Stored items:
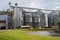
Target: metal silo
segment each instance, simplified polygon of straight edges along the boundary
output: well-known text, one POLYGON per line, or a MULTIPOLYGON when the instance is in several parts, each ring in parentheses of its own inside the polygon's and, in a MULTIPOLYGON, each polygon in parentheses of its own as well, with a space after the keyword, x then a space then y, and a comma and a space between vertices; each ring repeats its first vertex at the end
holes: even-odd
POLYGON ((40 27, 45 27, 45 14, 41 10, 38 10, 37 13, 40 15, 40 27))
POLYGON ((22 9, 17 8, 17 14, 16 14, 16 28, 20 28, 23 23, 23 17, 22 17, 22 9))
POLYGON ((33 28, 40 27, 40 15, 37 13, 34 13, 32 16, 32 26, 33 26, 33 28))
POLYGON ((59 22, 59 11, 52 11, 50 14, 51 26, 56 25, 59 22))
POLYGON ((22 26, 23 18, 22 18, 22 8, 19 8, 15 5, 13 14, 13 26, 14 28, 20 28, 22 26))
POLYGON ((24 17, 24 25, 31 26, 32 25, 32 15, 31 13, 25 13, 24 17))

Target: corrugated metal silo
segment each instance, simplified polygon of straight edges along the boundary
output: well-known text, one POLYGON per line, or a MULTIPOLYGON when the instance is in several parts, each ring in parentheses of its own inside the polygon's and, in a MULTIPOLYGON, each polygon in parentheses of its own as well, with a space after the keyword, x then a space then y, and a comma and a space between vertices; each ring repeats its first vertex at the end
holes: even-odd
POLYGON ((34 13, 32 16, 32 26, 33 28, 40 27, 40 15, 38 13, 34 13))
POLYGON ((31 13, 25 13, 24 17, 24 25, 31 26, 32 25, 32 15, 31 13))
POLYGON ((59 22, 59 11, 52 11, 50 14, 51 25, 56 25, 59 22))
POLYGON ((45 27, 45 13, 38 10, 37 13, 40 15, 40 27, 45 27))

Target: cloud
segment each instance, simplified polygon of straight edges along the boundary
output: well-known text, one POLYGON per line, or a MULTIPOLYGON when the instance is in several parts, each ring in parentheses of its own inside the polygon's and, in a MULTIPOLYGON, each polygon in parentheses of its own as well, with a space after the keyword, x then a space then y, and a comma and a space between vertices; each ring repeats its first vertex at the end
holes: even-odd
POLYGON ((20 7, 34 7, 52 9, 60 5, 60 0, 0 0, 0 10, 3 9, 9 2, 14 5, 18 3, 20 7))
POLYGON ((60 6, 54 7, 53 10, 60 10, 60 6))

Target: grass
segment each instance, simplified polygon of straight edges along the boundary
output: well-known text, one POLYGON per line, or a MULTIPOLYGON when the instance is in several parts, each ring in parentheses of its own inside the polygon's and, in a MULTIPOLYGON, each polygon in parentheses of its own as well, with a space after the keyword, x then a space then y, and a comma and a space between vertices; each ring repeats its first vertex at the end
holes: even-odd
POLYGON ((60 40, 51 36, 26 34, 27 30, 0 31, 0 40, 60 40))

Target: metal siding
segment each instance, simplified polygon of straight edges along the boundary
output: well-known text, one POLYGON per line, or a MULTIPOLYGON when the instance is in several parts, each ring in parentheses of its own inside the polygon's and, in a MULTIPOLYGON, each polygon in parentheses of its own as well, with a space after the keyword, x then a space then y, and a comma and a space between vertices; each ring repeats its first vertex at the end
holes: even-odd
POLYGON ((33 25, 34 28, 40 27, 40 15, 39 14, 33 14, 33 25))
POLYGON ((0 20, 6 21, 7 17, 8 17, 7 15, 0 15, 0 20))
POLYGON ((58 11, 51 12, 49 16, 51 18, 51 24, 54 22, 54 24, 56 25, 60 20, 58 11))
POLYGON ((22 10, 20 8, 17 8, 17 14, 16 14, 16 25, 22 26, 22 10))

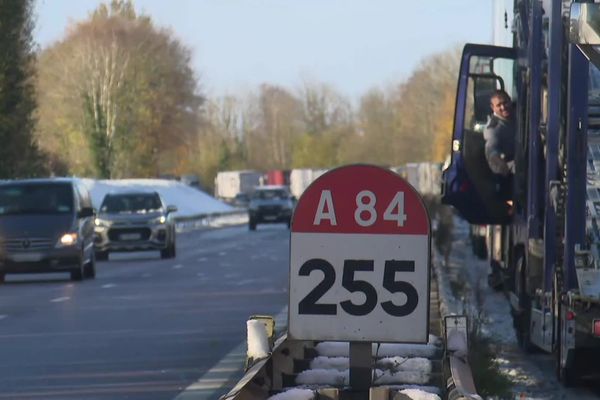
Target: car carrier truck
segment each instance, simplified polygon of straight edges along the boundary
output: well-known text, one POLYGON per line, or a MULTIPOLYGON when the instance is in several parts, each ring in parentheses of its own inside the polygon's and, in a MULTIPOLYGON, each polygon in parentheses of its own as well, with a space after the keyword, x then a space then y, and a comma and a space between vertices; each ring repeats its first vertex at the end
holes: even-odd
POLYGON ((490 226, 519 343, 555 354, 571 385, 600 368, 600 4, 516 0, 513 20, 512 47, 464 47, 442 201, 490 226), (497 89, 515 105, 510 193, 484 156, 497 89))

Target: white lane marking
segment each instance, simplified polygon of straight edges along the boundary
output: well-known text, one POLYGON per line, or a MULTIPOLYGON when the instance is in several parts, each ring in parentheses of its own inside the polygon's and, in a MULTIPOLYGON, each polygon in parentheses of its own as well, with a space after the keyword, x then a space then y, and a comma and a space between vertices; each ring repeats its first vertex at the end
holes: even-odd
POLYGON ((143 274, 142 278, 150 278, 152 276, 152 274, 143 274))
POLYGON ((199 278, 204 278, 205 276, 206 276, 206 275, 205 275, 203 272, 199 272, 199 273, 198 273, 198 277, 199 277, 199 278))
POLYGON ((70 297, 68 297, 68 296, 65 296, 65 297, 57 297, 56 299, 52 299, 52 300, 50 300, 50 301, 51 301, 52 303, 60 303, 60 302, 67 301, 67 300, 71 300, 71 298, 70 298, 70 297))
POLYGON ((6 315, 6 314, 0 314, 0 319, 4 319, 6 317, 8 317, 8 315, 6 315))
POLYGON ((220 253, 219 253, 219 255, 220 255, 221 257, 223 257, 223 256, 226 256, 226 255, 227 255, 227 252, 226 252, 226 251, 222 251, 222 252, 220 252, 220 253))
POLYGON ((181 269, 181 268, 183 268, 183 265, 181 265, 181 264, 173 265, 173 269, 181 269))
POLYGON ((117 285, 115 285, 114 283, 107 283, 106 285, 102 285, 102 289, 110 289, 115 286, 117 286, 117 285))
POLYGON ((196 261, 198 261, 198 262, 204 262, 204 261, 206 261, 206 260, 208 260, 208 258, 206 258, 206 257, 200 257, 200 258, 199 258, 199 259, 197 259, 196 261))

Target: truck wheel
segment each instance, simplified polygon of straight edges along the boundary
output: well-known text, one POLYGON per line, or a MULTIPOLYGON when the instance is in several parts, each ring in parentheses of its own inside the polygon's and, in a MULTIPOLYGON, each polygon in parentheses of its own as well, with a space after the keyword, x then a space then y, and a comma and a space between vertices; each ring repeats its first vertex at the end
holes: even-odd
POLYGON ((565 349, 562 345, 563 337, 563 319, 562 319, 562 304, 557 300, 558 307, 558 332, 556 335, 556 377, 566 387, 575 386, 579 380, 578 371, 576 368, 575 350, 565 349), (567 352, 567 354, 564 354, 567 352), (562 358, 565 358, 565 365, 562 365, 562 358))
POLYGON ((4 283, 4 281, 6 280, 6 274, 5 273, 0 273, 0 283, 4 283))
POLYGON ((535 346, 531 343, 531 298, 525 288, 525 256, 520 255, 515 266, 515 294, 519 298, 520 310, 515 313, 515 328, 519 347, 526 353, 532 353, 535 346))
POLYGON ((248 229, 251 231, 255 231, 256 230, 256 222, 253 220, 250 220, 248 222, 248 229))
POLYGON ((487 278, 488 286, 500 292, 504 289, 504 274, 495 260, 490 260, 490 269, 492 272, 489 273, 487 278))

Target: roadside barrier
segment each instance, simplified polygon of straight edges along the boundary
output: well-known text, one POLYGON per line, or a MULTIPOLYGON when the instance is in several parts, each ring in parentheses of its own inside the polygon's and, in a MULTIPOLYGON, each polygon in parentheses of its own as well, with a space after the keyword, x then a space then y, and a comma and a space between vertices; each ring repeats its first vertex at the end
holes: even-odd
POLYGON ((178 233, 239 225, 247 222, 248 211, 245 209, 175 217, 175 225, 178 233))

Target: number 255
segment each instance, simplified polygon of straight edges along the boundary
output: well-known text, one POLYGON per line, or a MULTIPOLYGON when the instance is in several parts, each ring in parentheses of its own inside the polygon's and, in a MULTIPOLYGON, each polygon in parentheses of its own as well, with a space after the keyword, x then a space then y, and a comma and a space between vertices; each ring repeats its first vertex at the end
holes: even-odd
MULTIPOLYGON (((342 309, 350 315, 367 315, 377 306, 377 291, 369 282, 355 279, 355 272, 369 272, 374 270, 373 260, 344 260, 342 286, 350 293, 361 292, 365 295, 365 302, 354 304, 351 300, 340 302, 342 309)), ((337 315, 337 304, 317 303, 321 297, 335 283, 335 268, 328 261, 313 258, 300 267, 298 275, 308 276, 313 271, 323 272, 323 280, 311 290, 298 304, 299 314, 337 315)), ((414 261, 386 260, 383 273, 383 288, 390 293, 404 293, 406 303, 394 304, 391 301, 381 303, 383 310, 394 317, 403 317, 412 313, 419 303, 419 294, 409 282, 397 281, 397 272, 414 272, 414 261)))

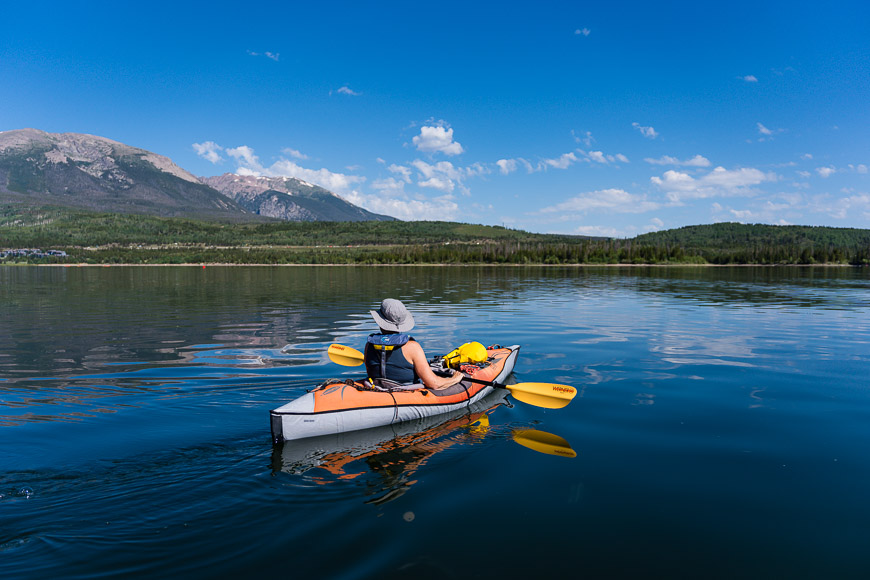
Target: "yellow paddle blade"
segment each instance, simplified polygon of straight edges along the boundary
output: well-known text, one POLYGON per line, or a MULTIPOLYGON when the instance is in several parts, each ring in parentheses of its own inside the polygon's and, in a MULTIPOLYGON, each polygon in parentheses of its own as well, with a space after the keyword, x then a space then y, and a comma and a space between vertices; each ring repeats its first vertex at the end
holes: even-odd
POLYGON ((558 435, 535 429, 517 429, 512 435, 514 441, 538 453, 558 455, 559 457, 577 457, 577 452, 571 449, 571 444, 558 435))
POLYGON ((355 348, 351 348, 349 346, 344 346, 341 344, 331 344, 329 345, 329 350, 327 351, 329 355, 329 360, 336 364, 340 364, 345 367, 358 367, 363 364, 363 353, 356 350, 355 348))
POLYGON ((570 385, 554 383, 517 383, 505 385, 505 388, 516 400, 545 409, 561 409, 577 394, 577 389, 570 385))

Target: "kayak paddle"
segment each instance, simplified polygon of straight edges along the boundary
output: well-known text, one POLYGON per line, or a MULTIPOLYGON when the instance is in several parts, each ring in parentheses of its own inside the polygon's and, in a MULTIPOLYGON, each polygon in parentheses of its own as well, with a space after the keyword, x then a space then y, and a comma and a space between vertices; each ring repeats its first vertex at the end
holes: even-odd
MULTIPOLYGON (((346 367, 359 366, 363 364, 364 360, 363 353, 355 348, 341 344, 329 345, 327 353, 329 354, 329 360, 346 367)), ((499 389, 507 389, 516 400, 545 409, 561 409, 570 403, 574 395, 577 394, 577 389, 572 386, 554 383, 517 383, 515 385, 505 385, 468 376, 463 380, 499 389)))

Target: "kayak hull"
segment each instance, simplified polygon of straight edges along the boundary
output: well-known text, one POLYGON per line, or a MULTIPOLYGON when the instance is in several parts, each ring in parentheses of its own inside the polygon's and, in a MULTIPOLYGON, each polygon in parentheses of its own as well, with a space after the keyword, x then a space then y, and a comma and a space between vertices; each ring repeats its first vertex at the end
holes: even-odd
POLYGON ((358 431, 461 410, 480 401, 494 387, 468 378, 503 383, 513 372, 519 345, 488 349, 489 364, 466 367, 466 379, 443 390, 377 392, 360 383, 337 383, 315 389, 270 412, 276 443, 358 431))

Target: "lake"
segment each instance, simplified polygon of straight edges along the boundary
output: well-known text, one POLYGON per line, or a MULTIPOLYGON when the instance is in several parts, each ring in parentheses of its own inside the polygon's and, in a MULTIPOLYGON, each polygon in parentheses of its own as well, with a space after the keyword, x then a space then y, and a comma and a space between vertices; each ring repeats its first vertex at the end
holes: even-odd
POLYGON ((866 578, 868 315, 852 268, 0 267, 0 577, 866 578), (577 397, 273 446, 386 297, 577 397))

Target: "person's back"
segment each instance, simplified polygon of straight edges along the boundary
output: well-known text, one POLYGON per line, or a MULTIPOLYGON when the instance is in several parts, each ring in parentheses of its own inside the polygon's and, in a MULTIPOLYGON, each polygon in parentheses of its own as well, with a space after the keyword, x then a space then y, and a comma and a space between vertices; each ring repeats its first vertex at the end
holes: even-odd
POLYGON ((430 389, 443 389, 462 380, 462 373, 439 377, 432 372, 423 347, 405 334, 414 327, 414 318, 400 301, 387 298, 380 310, 370 312, 381 332, 366 341, 363 360, 368 378, 423 383, 430 389))
POLYGON ((370 379, 388 379, 397 383, 419 383, 414 363, 405 357, 402 347, 414 340, 405 333, 378 333, 369 335, 364 360, 370 379))

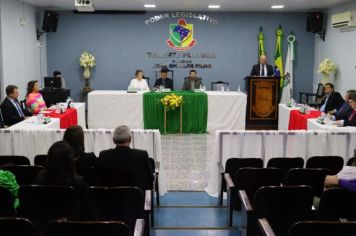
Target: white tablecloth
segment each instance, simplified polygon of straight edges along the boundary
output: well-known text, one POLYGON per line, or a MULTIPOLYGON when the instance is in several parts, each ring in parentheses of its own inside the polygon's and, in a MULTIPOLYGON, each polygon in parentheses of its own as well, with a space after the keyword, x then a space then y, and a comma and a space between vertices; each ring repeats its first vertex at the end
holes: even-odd
POLYGON ((38 129, 59 129, 60 120, 59 118, 51 118, 51 122, 48 124, 37 124, 37 116, 31 116, 26 120, 23 120, 15 125, 10 126, 9 130, 38 130, 38 129))
POLYGON ((273 157, 302 157, 337 155, 346 161, 356 148, 356 131, 217 131, 210 163, 210 177, 206 191, 217 196, 221 177, 217 163, 225 167, 232 157, 259 157, 264 165, 273 157))
MULTIPOLYGON (((217 91, 206 93, 208 132, 215 132, 217 129, 245 129, 246 94, 217 91)), ((93 91, 88 94, 89 128, 112 129, 123 124, 134 129, 143 129, 142 92, 93 91)))
POLYGON ((345 132, 356 131, 356 127, 352 127, 352 126, 339 127, 331 124, 320 124, 317 122, 317 119, 308 119, 307 127, 308 130, 331 130, 331 131, 345 131, 345 132))
MULTIPOLYGON (((0 155, 23 155, 34 163, 35 155, 46 154, 49 147, 62 140, 65 130, 60 129, 0 129, 0 155)), ((84 130, 85 151, 94 152, 113 148, 113 130, 84 130)), ((160 194, 167 192, 164 160, 162 159, 161 134, 158 130, 131 130, 133 148, 147 150, 150 157, 160 162, 160 194)))
POLYGON ((299 107, 287 107, 286 104, 278 104, 278 130, 288 130, 290 111, 299 107))
MULTIPOLYGON (((61 105, 67 106, 67 103, 60 103, 61 105)), ((83 129, 86 128, 85 122, 85 103, 84 102, 73 102, 73 108, 77 109, 78 125, 83 129)))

> _Aim of the task_: The answer is a single number: how many lines in the data above hold the string "truck".

> _Answer box_: 2